*WHAT THIS TASK INVOLVES*.
Your answer should repeat the listing in full, with no line missing or altered.

*INPUT*.
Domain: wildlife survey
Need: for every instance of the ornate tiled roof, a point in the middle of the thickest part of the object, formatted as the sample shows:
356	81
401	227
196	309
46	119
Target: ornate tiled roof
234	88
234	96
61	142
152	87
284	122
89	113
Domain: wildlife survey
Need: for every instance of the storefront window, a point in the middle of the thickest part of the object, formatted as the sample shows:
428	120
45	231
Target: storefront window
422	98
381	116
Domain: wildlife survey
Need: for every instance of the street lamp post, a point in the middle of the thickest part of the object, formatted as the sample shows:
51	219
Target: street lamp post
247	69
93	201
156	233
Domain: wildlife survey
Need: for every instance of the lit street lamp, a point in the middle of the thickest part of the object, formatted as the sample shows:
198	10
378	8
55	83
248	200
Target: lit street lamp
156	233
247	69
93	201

*SOLVED PROBLEM*.
Domain: wildlife survey
Need: for every instance of the ornate tiled roof, a point in the middle of the thickest part of the object, formatted as the sample shows:
356	81
401	227
196	309
46	119
Target: ornate tiled roof
234	88
234	96
61	142
152	87
284	122
89	113
Domain: wildlife survey
Need: for every instance of the storefront window, a point in the middle of the thickest part of the object, formatted as the sample shows:
428	120
45	231
Target: storefront window
422	98
381	116
Domain: wildlife survey
Need: for every instance of the street lamp post, a point in the middle of the thickest part of the object, formatted as the sample shows:
51	219
Target: street lamp post
247	69
93	201
156	233
Domain: wildlife survey
Need: for every instance of the lit street lamp, a point in the middle of the thickest part of the object, formatted as the sample shows:
198	10
378	8
55	83
248	200
Target: lit street lamp
156	233
247	69
93	201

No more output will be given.